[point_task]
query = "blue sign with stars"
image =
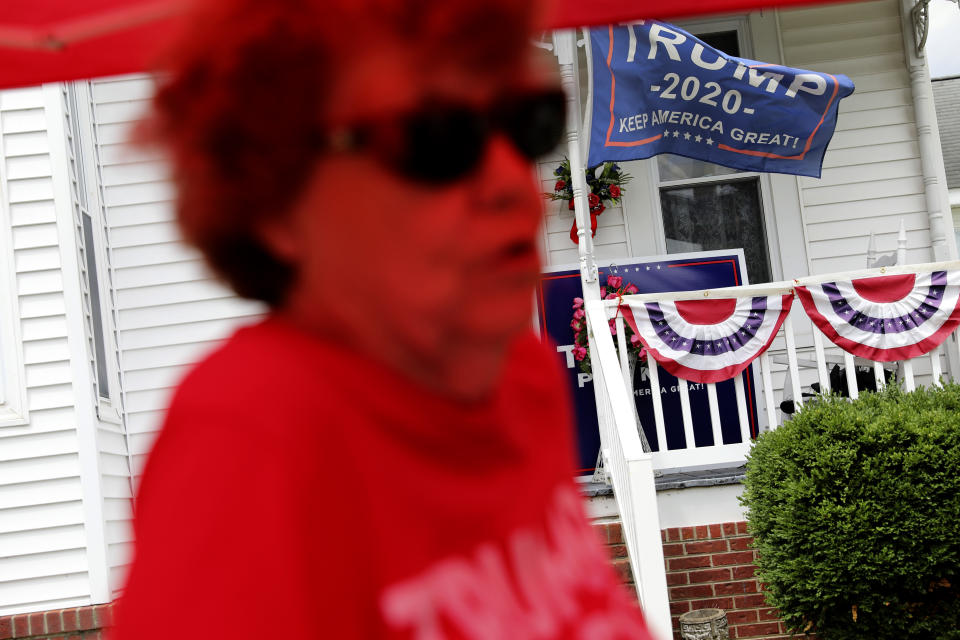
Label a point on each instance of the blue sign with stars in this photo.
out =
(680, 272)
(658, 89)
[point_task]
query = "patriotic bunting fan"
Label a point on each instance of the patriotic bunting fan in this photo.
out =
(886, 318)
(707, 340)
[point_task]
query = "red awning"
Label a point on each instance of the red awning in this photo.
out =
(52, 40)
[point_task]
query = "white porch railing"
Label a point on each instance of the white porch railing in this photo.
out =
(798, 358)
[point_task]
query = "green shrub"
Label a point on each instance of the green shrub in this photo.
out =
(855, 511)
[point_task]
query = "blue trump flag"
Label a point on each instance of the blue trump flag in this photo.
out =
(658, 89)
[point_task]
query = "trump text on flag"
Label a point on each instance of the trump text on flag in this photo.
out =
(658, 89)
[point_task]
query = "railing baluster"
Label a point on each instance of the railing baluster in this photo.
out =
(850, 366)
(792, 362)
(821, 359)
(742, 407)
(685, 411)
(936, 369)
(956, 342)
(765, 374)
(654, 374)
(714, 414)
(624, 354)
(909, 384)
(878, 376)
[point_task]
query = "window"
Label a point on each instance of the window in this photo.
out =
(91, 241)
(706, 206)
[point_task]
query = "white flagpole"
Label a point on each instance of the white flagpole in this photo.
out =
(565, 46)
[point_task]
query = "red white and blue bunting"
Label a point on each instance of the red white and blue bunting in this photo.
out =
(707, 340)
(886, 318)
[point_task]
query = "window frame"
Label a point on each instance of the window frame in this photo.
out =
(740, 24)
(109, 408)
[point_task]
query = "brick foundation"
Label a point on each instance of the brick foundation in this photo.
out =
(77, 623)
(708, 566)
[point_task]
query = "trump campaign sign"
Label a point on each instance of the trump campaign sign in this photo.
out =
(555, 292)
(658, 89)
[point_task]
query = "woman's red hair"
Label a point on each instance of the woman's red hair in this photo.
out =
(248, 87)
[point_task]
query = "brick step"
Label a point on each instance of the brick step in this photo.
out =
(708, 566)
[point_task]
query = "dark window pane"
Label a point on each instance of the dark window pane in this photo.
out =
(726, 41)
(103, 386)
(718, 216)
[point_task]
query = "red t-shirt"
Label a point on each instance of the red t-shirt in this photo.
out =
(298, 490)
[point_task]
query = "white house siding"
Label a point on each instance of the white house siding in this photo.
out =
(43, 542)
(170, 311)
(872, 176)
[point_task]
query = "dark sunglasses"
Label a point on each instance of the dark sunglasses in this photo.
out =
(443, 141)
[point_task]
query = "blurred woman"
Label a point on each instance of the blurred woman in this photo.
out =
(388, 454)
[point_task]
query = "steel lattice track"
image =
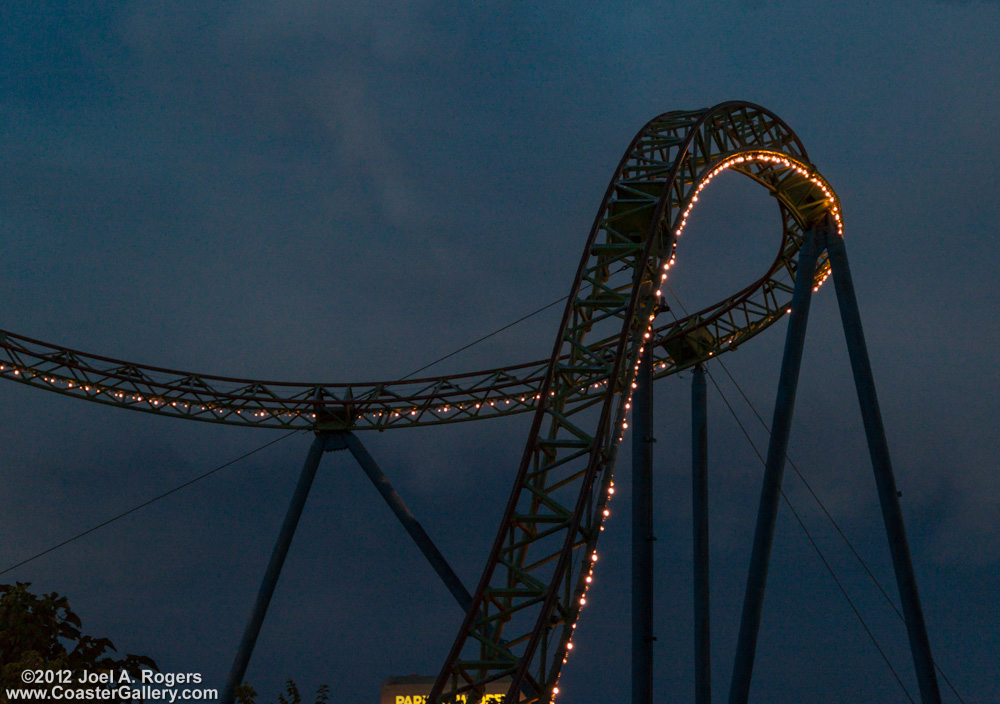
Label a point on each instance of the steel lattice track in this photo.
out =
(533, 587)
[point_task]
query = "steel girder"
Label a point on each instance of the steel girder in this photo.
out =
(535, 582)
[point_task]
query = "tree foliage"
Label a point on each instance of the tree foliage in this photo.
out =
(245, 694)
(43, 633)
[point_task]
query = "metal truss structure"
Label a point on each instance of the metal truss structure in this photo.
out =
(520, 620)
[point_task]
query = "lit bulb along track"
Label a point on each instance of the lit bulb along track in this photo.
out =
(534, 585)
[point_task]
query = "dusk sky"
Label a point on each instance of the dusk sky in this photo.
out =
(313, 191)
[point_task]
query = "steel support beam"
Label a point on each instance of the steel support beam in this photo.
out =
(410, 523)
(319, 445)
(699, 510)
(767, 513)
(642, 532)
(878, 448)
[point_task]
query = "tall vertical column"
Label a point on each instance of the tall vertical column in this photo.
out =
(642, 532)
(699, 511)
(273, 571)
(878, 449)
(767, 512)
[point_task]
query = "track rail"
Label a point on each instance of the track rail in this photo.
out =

▬▬▬▬▬▬

# To do
Please find every line in the records that contains the word "blurred" and copy each of those lines.

# Exercise output
query = "blurred woman"
Label a point on each instance of the blurred woman in this photo.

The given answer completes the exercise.